#### Task description:
Pull out every line of the listing below that contains the string "stack".
* * *
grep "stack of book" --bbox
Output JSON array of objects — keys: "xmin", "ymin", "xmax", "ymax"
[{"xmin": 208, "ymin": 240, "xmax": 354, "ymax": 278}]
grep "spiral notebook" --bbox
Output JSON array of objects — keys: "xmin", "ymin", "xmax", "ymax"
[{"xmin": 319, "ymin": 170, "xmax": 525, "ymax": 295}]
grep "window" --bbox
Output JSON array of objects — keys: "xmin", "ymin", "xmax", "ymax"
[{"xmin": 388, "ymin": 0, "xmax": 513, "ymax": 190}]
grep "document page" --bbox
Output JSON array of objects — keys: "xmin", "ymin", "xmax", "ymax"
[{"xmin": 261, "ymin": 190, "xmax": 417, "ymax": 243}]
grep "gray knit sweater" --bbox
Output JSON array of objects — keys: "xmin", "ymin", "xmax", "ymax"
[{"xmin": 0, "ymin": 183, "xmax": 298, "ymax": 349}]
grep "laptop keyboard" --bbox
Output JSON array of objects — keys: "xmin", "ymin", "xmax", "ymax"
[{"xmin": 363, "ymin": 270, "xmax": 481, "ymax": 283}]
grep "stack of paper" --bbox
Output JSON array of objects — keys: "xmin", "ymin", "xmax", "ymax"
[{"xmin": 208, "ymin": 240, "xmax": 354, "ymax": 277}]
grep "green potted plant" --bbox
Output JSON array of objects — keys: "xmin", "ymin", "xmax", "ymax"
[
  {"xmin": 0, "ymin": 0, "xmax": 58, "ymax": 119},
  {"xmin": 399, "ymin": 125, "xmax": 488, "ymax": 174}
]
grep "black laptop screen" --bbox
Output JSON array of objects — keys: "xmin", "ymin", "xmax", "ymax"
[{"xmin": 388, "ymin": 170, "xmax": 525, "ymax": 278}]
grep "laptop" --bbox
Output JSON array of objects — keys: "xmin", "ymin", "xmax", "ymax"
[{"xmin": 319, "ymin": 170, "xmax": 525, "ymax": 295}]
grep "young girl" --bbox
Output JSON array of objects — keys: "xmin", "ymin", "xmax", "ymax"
* * *
#### Solution to this problem:
grep "stack of book" --bbox
grep "stack of paper" --bbox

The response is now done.